◆ What the task requires:
Render the following material again verbatim, leaving nothing out.

Pointing dataset excerpts
##########

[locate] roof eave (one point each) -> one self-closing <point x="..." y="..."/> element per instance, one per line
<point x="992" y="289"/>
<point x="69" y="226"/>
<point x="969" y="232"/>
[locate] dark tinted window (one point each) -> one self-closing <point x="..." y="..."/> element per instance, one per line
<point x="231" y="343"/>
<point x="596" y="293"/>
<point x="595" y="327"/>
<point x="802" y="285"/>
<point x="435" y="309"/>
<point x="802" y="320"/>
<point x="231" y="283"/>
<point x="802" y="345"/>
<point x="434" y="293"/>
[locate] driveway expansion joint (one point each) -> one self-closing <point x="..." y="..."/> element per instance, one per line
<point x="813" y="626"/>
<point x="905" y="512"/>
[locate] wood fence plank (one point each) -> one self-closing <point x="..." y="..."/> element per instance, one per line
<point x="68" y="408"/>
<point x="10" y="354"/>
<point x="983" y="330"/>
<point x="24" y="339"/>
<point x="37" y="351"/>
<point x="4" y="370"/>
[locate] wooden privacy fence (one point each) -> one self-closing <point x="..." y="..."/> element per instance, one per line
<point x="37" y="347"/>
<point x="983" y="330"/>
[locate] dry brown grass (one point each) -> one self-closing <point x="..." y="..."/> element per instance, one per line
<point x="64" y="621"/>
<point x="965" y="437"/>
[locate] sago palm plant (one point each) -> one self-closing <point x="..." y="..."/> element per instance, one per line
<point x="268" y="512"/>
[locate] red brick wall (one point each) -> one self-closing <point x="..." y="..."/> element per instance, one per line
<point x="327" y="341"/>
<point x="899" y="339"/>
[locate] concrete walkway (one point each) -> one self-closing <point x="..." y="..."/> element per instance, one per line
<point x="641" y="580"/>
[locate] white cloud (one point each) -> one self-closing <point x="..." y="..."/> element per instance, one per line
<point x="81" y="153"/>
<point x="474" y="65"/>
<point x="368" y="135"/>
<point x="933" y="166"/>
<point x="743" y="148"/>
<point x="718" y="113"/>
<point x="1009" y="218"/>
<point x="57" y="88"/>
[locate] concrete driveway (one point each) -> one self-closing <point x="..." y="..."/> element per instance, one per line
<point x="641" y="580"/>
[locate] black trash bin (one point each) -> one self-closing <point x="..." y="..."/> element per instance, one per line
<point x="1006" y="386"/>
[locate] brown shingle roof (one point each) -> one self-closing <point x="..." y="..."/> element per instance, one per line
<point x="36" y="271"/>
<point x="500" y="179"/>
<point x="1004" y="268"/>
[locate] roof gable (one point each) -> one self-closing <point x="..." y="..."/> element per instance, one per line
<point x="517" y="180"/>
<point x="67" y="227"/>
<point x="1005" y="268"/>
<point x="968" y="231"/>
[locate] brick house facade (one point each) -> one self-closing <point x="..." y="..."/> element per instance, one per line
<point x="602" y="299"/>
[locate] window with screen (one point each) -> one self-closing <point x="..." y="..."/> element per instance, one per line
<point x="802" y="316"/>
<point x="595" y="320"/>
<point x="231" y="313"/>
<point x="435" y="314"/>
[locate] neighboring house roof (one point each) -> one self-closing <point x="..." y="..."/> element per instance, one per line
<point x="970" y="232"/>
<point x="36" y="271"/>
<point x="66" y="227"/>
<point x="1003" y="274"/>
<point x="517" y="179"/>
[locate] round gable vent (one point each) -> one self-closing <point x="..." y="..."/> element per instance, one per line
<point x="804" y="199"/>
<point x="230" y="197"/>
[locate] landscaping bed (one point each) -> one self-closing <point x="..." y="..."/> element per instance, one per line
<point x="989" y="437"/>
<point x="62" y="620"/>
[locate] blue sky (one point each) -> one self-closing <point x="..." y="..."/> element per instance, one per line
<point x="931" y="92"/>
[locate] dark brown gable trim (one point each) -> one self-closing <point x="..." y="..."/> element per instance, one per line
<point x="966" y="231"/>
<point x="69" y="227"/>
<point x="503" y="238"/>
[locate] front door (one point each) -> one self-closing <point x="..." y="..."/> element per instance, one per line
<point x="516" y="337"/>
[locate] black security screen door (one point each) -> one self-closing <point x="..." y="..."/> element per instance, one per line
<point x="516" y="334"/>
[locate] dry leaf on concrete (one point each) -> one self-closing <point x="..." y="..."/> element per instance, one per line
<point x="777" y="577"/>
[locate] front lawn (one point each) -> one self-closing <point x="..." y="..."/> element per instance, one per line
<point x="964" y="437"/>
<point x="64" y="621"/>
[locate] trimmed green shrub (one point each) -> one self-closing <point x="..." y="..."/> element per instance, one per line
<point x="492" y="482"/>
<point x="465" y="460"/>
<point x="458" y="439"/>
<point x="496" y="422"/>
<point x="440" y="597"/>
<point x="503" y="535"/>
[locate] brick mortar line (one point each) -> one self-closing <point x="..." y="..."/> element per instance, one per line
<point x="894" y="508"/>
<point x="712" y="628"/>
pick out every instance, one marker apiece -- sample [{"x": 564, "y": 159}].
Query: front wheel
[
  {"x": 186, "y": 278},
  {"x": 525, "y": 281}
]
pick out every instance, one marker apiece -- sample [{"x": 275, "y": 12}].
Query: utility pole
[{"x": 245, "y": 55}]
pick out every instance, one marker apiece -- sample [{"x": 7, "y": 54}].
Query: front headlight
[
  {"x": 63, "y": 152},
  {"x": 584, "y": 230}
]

##########

◆ Solution for this problem:
[locate] roof eave (one point each) -> one self-closing <point x="..." y="..."/> element per instance, one per line
<point x="992" y="289"/>
<point x="69" y="226"/>
<point x="969" y="232"/>
[locate] dark tinted window (one point each) -> one self-closing <point x="..." y="..."/> element per instance, one per line
<point x="231" y="343"/>
<point x="596" y="293"/>
<point x="595" y="327"/>
<point x="802" y="285"/>
<point x="435" y="309"/>
<point x="802" y="320"/>
<point x="231" y="283"/>
<point x="802" y="345"/>
<point x="434" y="293"/>
[locate] driveway expansion joint (one point each) -> one self-closing <point x="..." y="..."/> element per instance, one per line
<point x="813" y="626"/>
<point x="905" y="512"/>
[locate] wood fence plank (one point each) -> one self-closing <point x="..." y="..."/> element per instance, one per line
<point x="68" y="408"/>
<point x="10" y="354"/>
<point x="983" y="330"/>
<point x="24" y="339"/>
<point x="37" y="351"/>
<point x="4" y="370"/>
[locate] wooden privacy fence (one point each) -> one self-closing <point x="..." y="..."/> element per instance, one per line
<point x="37" y="347"/>
<point x="983" y="330"/>
[locate] dry brown grass (one point each) -> one self-closing <point x="..." y="..."/> element per instance, one per line
<point x="64" y="621"/>
<point x="965" y="437"/>
[locate] sago palm plant (one point each) -> one self-closing <point x="..." y="..."/> element per instance, one per line
<point x="268" y="512"/>
[locate] red brick wall (one point each) -> one self-closing <point x="..." y="..."/> element per instance, one per line
<point x="327" y="341"/>
<point x="899" y="339"/>
[locate] concrete walkway (one point each) -> one self-closing <point x="..." y="..."/> element per instance, one per line
<point x="641" y="580"/>
[locate] white cloud (one point each) -> one self-closing <point x="..." y="..."/> element per instance, one per line
<point x="81" y="153"/>
<point x="474" y="65"/>
<point x="368" y="135"/>
<point x="933" y="166"/>
<point x="743" y="148"/>
<point x="718" y="113"/>
<point x="1009" y="218"/>
<point x="57" y="88"/>
[locate] concrete driveway (one point each) -> one self-closing <point x="..." y="..."/> element per instance, one per line
<point x="641" y="580"/>
[locate] black trash bin (one point each) -> one self-closing <point x="..." y="..."/> element per instance, one per line
<point x="1006" y="386"/>
[locate] brown shingle roof (one point each) -> one self-closing <point x="..." y="..."/> element per instance, one per line
<point x="36" y="271"/>
<point x="500" y="179"/>
<point x="1004" y="268"/>
[locate] roof gable (one point each) -> one self-closing <point x="..." y="..."/> element per instance, one per line
<point x="517" y="180"/>
<point x="67" y="227"/>
<point x="1005" y="268"/>
<point x="968" y="231"/>
[locate] brick house facade (one point each) -> one self-closing <point x="..." y="..."/> element per instance, one per line
<point x="602" y="299"/>
[locate] window with screen (one point each) -> one self-closing <point x="..." y="..."/> element per instance, one per line
<point x="802" y="316"/>
<point x="595" y="320"/>
<point x="231" y="313"/>
<point x="435" y="314"/>
[locate] neighboring house roof (one point each) -> one self-closing <point x="..." y="..."/> element per instance, one per line
<point x="970" y="232"/>
<point x="36" y="271"/>
<point x="66" y="227"/>
<point x="1003" y="274"/>
<point x="517" y="179"/>
[locate] round gable vent (one point each) -> one self-closing <point x="..." y="..."/> element per instance, one per line
<point x="804" y="199"/>
<point x="230" y="197"/>
[locate] landscaping bed (one point each) -> one self-closing <point x="..." y="..."/> element per instance, one per line
<point x="989" y="437"/>
<point x="62" y="620"/>
[locate] blue sky (one point each) -> one self-closing <point x="..." y="..."/> element per instance, one per line
<point x="931" y="92"/>
[locate] dark brown gable trim (one point each) -> one self-closing <point x="..." y="..."/> element per instance, one per line
<point x="966" y="231"/>
<point x="69" y="227"/>
<point x="503" y="238"/>
[locate] front door (one point each) -> one self-closing <point x="..." y="..."/> element per instance, one per line
<point x="516" y="337"/>
[locate] black security screen door (one point each) -> one self-closing <point x="..." y="..."/> element per instance, one per line
<point x="516" y="334"/>
[locate] dry leaf on concrete (one point each) -> one self-closing <point x="..." y="..."/> element per instance, one per line
<point x="777" y="577"/>
[locate] front lawn (one point each) -> one self-closing <point x="..." y="..."/> element per instance, one per line
<point x="964" y="437"/>
<point x="64" y="621"/>
[locate] trimmed green shrub (one point each) -> one self-closing <point x="..." y="..."/> element per instance, one per line
<point x="492" y="482"/>
<point x="465" y="460"/>
<point x="458" y="439"/>
<point x="496" y="422"/>
<point x="440" y="597"/>
<point x="503" y="535"/>
[locate] brick mortar line (one point each) -> one self-closing <point x="..." y="..."/> element per instance, one per line
<point x="894" y="508"/>
<point x="712" y="628"/>
pick out every instance, one marker apiece -- sample [{"x": 564, "y": 159}].
Query: front wheel
[
  {"x": 186, "y": 278},
  {"x": 525, "y": 281}
]
pick out every instance, one marker apiece -- sample [{"x": 275, "y": 12}].
Query: utility pole
[{"x": 245, "y": 55}]
pick out every instance, one marker apiece -- sample [{"x": 7, "y": 54}].
Query: front headlight
[
  {"x": 63, "y": 152},
  {"x": 584, "y": 230}
]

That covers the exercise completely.